__Prompt__.
Identify each line in the listing below that contains the string "crossed", treating uppercase and lowercase as different, and copy those lines.

------------------------------------------------------------------------

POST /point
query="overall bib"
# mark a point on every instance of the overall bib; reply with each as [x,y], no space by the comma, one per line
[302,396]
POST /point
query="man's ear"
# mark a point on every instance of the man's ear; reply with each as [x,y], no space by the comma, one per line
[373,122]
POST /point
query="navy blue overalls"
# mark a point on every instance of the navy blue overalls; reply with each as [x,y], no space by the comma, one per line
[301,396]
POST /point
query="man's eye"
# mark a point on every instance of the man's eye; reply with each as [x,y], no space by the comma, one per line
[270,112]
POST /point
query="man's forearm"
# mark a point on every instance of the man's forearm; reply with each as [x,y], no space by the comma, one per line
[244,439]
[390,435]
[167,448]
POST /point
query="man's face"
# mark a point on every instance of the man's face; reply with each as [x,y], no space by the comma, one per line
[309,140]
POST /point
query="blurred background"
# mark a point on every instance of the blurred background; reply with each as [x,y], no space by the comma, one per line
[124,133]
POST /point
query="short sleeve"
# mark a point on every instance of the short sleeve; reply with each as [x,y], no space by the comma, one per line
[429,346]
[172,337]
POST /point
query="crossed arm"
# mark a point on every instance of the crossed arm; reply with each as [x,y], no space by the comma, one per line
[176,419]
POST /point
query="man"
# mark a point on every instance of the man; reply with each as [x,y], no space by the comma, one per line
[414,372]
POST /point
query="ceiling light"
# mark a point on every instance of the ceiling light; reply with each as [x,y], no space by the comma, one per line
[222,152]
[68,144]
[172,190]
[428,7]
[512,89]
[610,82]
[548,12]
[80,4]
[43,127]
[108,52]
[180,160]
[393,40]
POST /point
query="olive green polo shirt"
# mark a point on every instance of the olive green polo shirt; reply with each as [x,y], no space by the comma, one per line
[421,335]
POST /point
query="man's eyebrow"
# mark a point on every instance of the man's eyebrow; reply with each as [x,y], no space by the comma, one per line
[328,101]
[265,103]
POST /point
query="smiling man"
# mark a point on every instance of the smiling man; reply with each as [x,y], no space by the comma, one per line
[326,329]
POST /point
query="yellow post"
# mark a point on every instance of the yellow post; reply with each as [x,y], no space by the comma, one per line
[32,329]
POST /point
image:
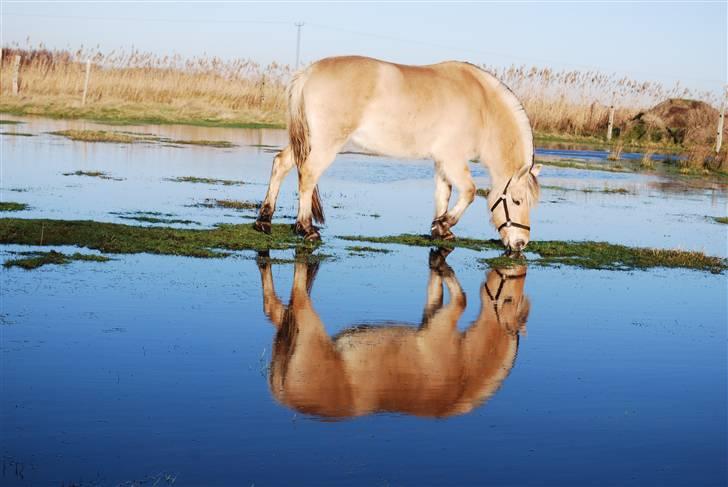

------------------------------------------------------------------------

__Result of this task__.
query="crossed arm"
# mark a point on every instance of the crossed arm; reply with each as [x,y], no space by the comma, one per line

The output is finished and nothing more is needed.